— What the task requires —
Please answer these questions from the Databricks article below:
(a) What is the name of the small SQL warehouse that Databricks creates automatically?
(b) How are warehouses sorted by default on the SQL warehouse dashboard?
(c) Where do the prerequisite values need to be added?

Databricks Notebooks Deployment in SQL Warehouse using GitHub Actions

Prashanth Kumar
6 min readAug 3, 2023

--

What is Databricks

Databricks is a unified set of tools for building, deploying, sharing, and maintaining enterprise-grade data solutions at scale.

What is a SQL warehouse?

A SQL warehouse is a compute resource that lets you run SQL commands on data objects within Databricks SQL. Compute resources are infrastructure resources that provide processing capabilities in the cloud.

To navigate to the SQL warehouse dashboard, click

SQL Warehouses in the sidebar. By default, warehouses are sorted by state (running warehouses first), then in alphabetical order.

To help you get started quickly, Databricks creates a small SQL warehouse called Starter Warehouse automatically.

Problem Statement

A SQL warehouse is a compute resource that lets you run SQL commands on data objects within Databricks SQL. As we want to maintain consistency and maintain latest schema objects, so how do we maintain them?

As definitely we don't want to give access to SQL Warehouse cluster access to individuals with write access, so how do I push my changes object changes from lower environment to Prod(higher) environment?

and finally I don't want to keep running my SQL Cluster it has to run only on demand basis whenever there is a

Solution

In order to deal with above problem statement we have designed a simple GitHub action workflow which will capture changes from lower environment and then promote to higher environment which any Manual or Human intervention.

Pre-requisites:

  • Databricks host name
  • Databricks Token
  • Databricks RepoID
  • Databricks ClusterID

All these values you need to add it in your GitHub secrets.

Databricks hostname you can get it from your Azure portal → once you open Databricks instance → on Overview screen → check URL and copy that path.

— Information supplied —
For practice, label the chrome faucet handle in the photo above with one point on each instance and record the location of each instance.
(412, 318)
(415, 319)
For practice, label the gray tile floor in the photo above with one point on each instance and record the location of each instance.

— Answer to the exercise —
(a) Starter Warehouse.
(b) By state, with running warehouses first, and then in alphabetical order.
(c) In your GitHub secrets.